- **Article**:
— START —
State v. W.R.
336 P.3d 1134
Wash.2014Background
- Juvenile defendant W.R. was adjudicated guilty of second-degree rape (forcible compulsion) after a bench trial; the court found the victim J.F. credible and W.R. not credible.
- W.R. conceded intercourse but claimed it was consensual; the trial court and parties proceeded under Washington precedent requiring the defendant to prove consent by a preponderance.
- W.R. appealed, arguing that forcing him to prove consent violated due process because consent negates the element of forcible compulsion.
- The Court granted review to address whether due process permits placing on the defendant the burden to prove consent when forcible compulsion is an element.
- The Supreme Court overruled prior Washington precedent (State v. Camara; State v. Gregory), held consent necessarily negates forcible compulsion, and remanded for a new trial because requiring proof of consent by a preponderance violated due process.
— END —
- **Material supplied**:
— START —
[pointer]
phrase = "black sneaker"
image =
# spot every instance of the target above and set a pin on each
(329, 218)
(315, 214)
— END —
— START —
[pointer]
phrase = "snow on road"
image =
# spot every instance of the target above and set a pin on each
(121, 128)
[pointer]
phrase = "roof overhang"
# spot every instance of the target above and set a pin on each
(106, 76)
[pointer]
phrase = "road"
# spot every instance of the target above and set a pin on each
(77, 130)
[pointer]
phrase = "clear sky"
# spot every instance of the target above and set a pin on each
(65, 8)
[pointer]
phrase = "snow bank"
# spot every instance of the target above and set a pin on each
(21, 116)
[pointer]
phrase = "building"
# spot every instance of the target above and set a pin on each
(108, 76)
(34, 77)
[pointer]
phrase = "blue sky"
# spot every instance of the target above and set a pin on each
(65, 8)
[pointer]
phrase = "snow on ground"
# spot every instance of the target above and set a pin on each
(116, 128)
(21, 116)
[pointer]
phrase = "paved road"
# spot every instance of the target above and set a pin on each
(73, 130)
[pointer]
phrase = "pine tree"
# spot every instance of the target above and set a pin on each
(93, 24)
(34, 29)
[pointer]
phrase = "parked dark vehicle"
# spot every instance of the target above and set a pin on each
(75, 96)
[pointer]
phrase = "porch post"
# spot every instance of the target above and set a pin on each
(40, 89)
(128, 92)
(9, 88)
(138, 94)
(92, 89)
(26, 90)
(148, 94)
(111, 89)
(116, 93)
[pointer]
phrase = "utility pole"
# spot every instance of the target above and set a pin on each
— END —
- **Problem details**:
Translate this sentence from the State v. W.R. case summary into Spanish: "W.R. appealed, arguing that forcing him to prove consent violated due process because consent negates the element of forcible compulsion."

- **Task answer**:
W.R. apeló, argumentando que obligarlo a probar el consentimiento violaba el debido proceso porque el consentimiento niega el elemento de coacción por la fuerza.